> **WHAT IS BEING ASKED**
Please format the lines below as a numbered list, starting at the line that contains "of the cluster" and ending at the last line of the items, with both ends included and blank lines left out. List only those lines.

begin DATA EXTRACT

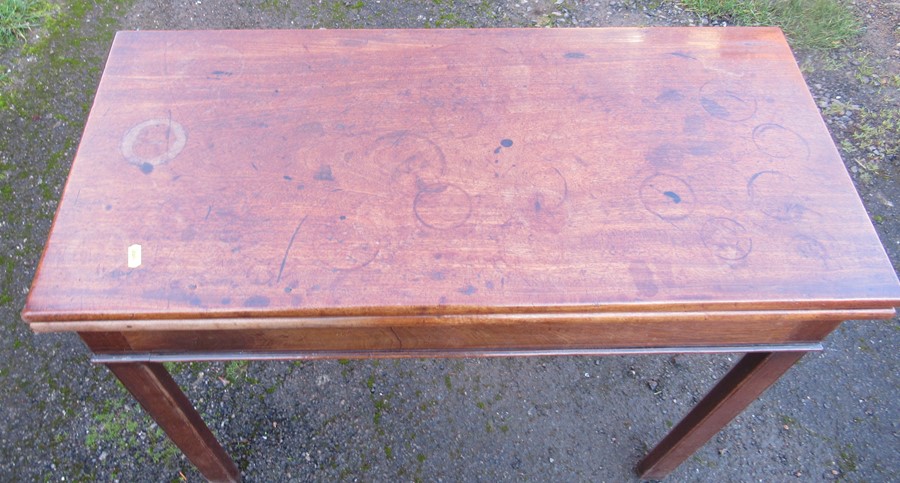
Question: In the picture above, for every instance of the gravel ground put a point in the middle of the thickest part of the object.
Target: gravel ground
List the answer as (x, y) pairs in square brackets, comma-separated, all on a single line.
[(834, 416)]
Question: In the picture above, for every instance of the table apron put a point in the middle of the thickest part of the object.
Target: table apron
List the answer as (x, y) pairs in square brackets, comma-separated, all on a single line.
[(318, 355)]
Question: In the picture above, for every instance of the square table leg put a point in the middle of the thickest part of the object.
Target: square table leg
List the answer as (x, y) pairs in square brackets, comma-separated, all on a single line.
[(153, 386), (749, 378)]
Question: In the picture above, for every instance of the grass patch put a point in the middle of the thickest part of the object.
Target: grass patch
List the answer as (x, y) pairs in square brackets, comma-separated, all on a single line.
[(20, 16), (817, 24)]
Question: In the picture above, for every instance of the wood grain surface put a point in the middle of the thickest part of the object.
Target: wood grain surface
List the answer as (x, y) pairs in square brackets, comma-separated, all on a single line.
[(382, 173)]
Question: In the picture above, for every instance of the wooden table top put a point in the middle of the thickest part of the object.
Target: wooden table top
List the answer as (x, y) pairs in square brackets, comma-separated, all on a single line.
[(373, 172)]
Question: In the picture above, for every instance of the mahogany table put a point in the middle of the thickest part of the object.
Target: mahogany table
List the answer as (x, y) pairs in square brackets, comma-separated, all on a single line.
[(339, 194)]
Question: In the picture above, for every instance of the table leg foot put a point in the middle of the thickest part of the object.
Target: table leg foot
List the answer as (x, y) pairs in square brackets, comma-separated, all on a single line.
[(752, 375), (159, 394)]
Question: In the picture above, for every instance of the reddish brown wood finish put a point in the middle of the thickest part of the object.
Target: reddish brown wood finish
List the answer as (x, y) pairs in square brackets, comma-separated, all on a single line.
[(534, 335), (752, 375), (160, 396), (387, 191), (364, 173)]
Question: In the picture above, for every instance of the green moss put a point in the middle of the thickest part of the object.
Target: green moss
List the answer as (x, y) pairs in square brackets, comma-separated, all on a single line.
[(818, 24), (17, 17)]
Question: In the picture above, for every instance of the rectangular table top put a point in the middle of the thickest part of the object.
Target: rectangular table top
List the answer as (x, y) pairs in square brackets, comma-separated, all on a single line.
[(245, 174)]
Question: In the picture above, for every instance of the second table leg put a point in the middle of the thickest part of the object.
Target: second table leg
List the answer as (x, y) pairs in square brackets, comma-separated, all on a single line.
[(153, 387), (752, 375)]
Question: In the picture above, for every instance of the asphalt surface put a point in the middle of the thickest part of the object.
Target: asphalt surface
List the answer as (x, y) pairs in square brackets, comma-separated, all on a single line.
[(834, 415)]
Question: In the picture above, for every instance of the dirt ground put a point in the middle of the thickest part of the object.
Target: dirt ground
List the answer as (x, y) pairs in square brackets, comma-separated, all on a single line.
[(834, 416)]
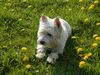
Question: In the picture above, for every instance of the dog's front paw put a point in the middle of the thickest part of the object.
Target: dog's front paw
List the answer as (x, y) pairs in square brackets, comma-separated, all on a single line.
[(40, 55)]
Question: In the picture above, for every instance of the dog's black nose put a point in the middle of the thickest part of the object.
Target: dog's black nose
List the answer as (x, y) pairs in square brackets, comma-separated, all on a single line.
[(42, 42)]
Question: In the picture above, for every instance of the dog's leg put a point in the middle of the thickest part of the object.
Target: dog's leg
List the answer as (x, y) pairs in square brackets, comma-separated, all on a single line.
[(40, 52)]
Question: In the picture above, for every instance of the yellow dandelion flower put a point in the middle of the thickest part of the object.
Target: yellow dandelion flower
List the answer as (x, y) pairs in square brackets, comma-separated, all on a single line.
[(95, 35), (82, 64), (97, 38), (80, 1), (94, 45), (28, 66), (24, 49), (82, 8), (25, 58), (96, 2), (98, 24), (79, 50), (5, 46), (89, 54), (81, 55), (73, 37), (91, 7), (24, 0), (85, 57)]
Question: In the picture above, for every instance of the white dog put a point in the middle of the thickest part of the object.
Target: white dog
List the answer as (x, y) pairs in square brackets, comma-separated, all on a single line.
[(53, 34)]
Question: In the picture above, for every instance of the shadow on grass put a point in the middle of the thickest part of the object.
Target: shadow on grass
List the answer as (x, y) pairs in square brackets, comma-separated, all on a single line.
[(68, 63)]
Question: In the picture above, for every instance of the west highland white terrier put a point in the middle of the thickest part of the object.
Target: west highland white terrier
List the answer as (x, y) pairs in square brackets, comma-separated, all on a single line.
[(52, 34)]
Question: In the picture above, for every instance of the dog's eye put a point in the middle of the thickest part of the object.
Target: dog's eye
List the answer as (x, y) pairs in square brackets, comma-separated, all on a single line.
[(49, 34)]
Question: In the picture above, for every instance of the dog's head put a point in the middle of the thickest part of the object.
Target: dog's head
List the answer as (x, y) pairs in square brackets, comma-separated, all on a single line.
[(49, 31)]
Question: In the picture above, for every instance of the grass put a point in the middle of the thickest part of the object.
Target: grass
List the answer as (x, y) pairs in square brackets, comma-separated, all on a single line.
[(19, 20)]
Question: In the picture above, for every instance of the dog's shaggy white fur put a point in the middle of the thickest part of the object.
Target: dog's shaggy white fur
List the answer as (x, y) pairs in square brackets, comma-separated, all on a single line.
[(53, 34)]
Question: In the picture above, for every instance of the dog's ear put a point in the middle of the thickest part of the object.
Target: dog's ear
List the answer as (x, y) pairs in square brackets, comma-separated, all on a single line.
[(57, 22), (43, 19)]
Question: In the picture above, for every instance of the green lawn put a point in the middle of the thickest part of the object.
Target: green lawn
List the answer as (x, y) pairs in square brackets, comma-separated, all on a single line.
[(19, 20)]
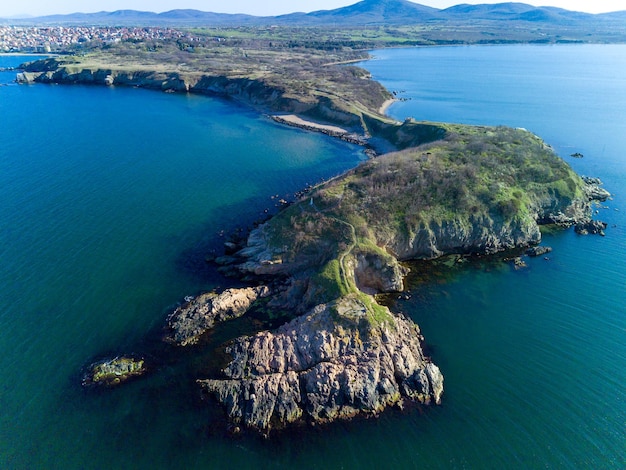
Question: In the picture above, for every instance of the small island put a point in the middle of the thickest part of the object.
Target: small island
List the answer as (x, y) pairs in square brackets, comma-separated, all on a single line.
[(429, 190)]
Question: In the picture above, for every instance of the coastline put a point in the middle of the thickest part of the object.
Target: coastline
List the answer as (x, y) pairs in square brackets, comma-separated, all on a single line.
[(385, 106), (296, 121)]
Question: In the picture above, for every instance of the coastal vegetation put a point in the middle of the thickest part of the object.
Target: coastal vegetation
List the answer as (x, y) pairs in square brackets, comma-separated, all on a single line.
[(433, 189)]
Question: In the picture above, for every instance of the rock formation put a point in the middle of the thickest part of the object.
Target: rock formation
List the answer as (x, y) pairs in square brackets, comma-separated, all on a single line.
[(337, 361), (114, 371), (192, 319)]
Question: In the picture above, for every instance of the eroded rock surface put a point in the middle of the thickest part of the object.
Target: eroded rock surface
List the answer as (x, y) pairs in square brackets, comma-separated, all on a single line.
[(335, 362), (192, 319), (114, 371)]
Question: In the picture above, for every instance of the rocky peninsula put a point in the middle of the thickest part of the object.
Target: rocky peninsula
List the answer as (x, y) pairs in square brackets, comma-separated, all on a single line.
[(436, 189)]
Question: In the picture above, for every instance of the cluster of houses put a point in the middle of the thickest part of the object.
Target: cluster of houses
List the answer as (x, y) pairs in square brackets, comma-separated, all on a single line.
[(59, 38)]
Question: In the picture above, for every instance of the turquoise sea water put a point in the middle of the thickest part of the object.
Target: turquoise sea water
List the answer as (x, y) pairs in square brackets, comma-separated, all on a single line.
[(110, 197)]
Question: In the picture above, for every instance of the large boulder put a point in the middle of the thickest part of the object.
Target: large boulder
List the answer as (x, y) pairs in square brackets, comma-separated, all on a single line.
[(191, 320), (338, 361)]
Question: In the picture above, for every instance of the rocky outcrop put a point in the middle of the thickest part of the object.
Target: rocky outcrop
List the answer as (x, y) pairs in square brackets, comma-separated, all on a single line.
[(538, 251), (375, 273), (191, 320), (114, 371), (593, 190), (590, 227), (335, 362)]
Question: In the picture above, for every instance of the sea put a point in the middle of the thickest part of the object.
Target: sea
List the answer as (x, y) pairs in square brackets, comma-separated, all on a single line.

end DATA EXTRACT

> **TASK RESULT**
1. Question: In the picture above, for every instance of the cluster of houses put a point in the middle of the thickest part of the object.
2. Target: cluster of houses
3. List the answer as (x, y) pairs in square brackets, comma-separated, all on a single line.
4. [(59, 38)]
5. Question: In the picture above, for every instance of the turquoise sea water put a point in the middle of the thickest part of the object.
6. Target: turquoise sea water
7. List the answer as (x, y) pairs in square brackets, comma-separated, all on a single line.
8. [(110, 197)]
9. Question: In the picture above, for every instance of the large boulder put a point in the middle of the thickest part of the object.
10. Target: large boulder
11. List the answer as (x, y) pairs in square brackets, comma-separated, all on a single line.
12. [(191, 320), (338, 361)]
13. Question: In the picture above, for every instance of the rocky outcrop put a point in the middle of the thickest part of the object.
14. Target: rocky outcrop
15. List the answer as (x, y) pairs in square brackets, comma-separated, all on a single line.
16. [(538, 251), (375, 273), (191, 320), (114, 371), (593, 190), (590, 227), (335, 362)]
17. Question: In the picture above, for every instance of the sea put a point in the middle of the thickest part of the object.
18. Target: sea
19. List the answer as (x, y) pairs in square brackets, comma-separated, all on a single line.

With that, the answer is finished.